### Input

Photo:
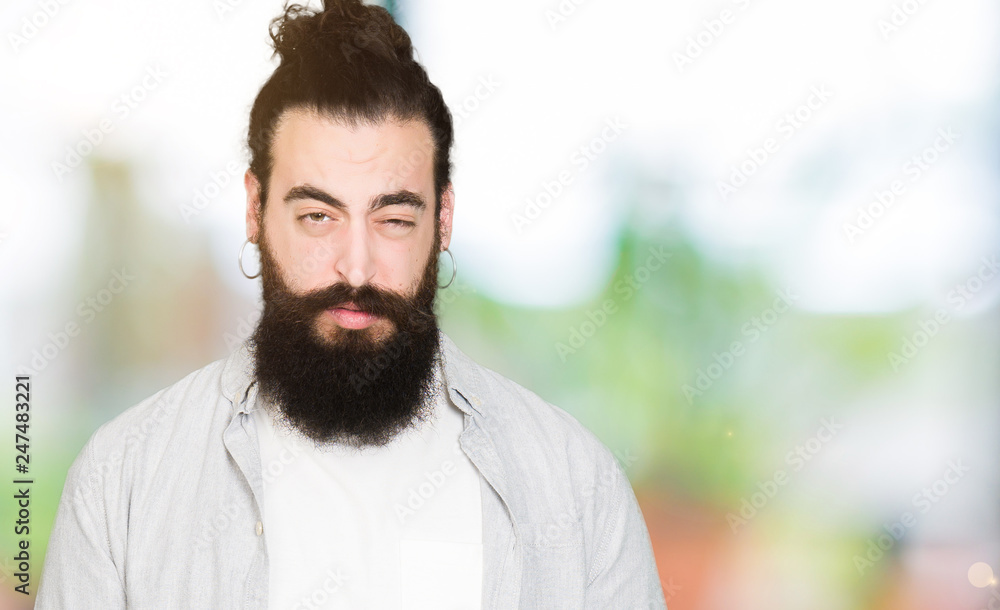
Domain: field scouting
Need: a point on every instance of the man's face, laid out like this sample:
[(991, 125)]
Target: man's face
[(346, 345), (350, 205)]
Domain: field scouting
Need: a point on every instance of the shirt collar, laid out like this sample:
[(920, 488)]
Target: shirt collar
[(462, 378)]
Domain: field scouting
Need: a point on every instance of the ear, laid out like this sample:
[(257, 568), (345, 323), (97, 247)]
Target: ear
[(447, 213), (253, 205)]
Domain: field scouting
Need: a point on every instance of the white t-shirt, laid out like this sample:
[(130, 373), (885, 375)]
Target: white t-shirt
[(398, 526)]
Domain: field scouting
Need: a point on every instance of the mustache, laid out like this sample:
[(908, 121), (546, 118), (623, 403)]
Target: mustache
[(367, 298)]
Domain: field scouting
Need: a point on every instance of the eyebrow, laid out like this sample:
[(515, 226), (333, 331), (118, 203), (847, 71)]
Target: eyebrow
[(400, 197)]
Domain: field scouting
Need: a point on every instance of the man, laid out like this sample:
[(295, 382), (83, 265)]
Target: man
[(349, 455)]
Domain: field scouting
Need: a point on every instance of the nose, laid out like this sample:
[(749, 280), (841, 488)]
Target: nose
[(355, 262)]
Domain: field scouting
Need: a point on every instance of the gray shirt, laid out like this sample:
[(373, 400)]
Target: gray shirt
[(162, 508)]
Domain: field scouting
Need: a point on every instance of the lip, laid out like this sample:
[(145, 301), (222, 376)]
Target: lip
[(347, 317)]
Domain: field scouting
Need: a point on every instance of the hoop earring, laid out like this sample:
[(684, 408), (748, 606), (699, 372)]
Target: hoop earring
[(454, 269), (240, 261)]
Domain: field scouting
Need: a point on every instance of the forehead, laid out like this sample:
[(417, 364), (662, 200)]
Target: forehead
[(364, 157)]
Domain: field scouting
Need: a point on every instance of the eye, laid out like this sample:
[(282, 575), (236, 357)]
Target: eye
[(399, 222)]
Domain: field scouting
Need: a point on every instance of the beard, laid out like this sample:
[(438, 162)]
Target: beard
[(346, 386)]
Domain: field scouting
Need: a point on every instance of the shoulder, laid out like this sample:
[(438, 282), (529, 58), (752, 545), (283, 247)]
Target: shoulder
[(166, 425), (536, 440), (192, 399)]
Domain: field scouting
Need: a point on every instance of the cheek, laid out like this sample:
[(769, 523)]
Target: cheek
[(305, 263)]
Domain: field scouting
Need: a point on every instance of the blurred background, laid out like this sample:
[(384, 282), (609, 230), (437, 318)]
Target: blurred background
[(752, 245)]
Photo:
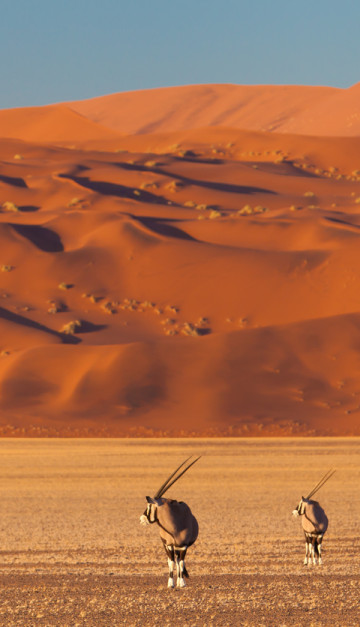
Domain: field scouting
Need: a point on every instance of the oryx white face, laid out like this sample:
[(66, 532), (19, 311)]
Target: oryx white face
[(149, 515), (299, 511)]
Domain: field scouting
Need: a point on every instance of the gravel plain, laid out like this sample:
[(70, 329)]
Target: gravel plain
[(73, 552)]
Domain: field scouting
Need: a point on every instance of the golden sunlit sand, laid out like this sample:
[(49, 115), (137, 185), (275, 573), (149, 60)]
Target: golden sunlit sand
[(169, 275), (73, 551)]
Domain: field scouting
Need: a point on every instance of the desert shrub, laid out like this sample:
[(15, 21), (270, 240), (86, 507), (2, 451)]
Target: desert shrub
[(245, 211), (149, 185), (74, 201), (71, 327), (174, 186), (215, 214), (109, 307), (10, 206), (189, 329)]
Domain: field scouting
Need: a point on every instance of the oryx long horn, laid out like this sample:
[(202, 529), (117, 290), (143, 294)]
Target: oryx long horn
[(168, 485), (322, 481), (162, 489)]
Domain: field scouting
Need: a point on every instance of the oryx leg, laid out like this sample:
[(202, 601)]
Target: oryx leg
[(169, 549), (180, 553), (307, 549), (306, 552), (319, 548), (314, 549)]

### Problem to work on
Resize the listing from its first line through the line that contains "[(462, 378)]", both included, by rewriting every line with each answer point coordinate multiplied by 1.1 and rounded to a whole number (halves round up), while the sample points stay unchanged. Leave the pictures out.

### Response below
Photo:
Domain: field scouting
Need: a point on every instance of the man's face, laid out like this sample:
[(991, 125)]
Target: man's face
[(381, 380), (385, 226)]
Domain: field scouting
Need: a point on every instance of the shirt collar, laid out like this sample:
[(920, 488)]
Target: shirt collar
[(508, 416)]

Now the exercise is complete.